_PROBLEM_. Nothing outside the range is wanted. Repeat exactly the lines below from the one with "Could you point out the yellow" through the one with "Could you point out the evergreen".

(GIVEN ENTRIES)

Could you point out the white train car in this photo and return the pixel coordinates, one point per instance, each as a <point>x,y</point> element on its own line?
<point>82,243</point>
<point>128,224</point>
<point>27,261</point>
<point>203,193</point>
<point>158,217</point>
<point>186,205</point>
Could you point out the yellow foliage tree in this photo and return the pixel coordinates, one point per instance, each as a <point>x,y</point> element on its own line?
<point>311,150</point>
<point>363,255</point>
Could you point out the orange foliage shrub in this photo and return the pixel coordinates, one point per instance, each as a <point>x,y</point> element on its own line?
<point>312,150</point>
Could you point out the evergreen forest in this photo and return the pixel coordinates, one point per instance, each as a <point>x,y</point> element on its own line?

(End GIVEN ENTRIES)
(GIVEN ENTRIES)

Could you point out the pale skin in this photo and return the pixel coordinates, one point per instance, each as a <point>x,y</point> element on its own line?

(End GIVEN ENTRIES)

_EXERCISE RESULT_.
Could you point out the yellow foliage tree in this photo and return the pixel coordinates, one point per instance, each as a <point>x,y</point> element on its own line?
<point>311,150</point>
<point>363,255</point>
Could you point out the orange foliage shrub in this photo and return the pixel coordinates, one point per instance, each as a <point>x,y</point> element on its own line?
<point>312,150</point>
Could you point out the evergreen forest in this photo and return the pixel coordinates, one point per instance, each as a <point>x,y</point> element on its own line?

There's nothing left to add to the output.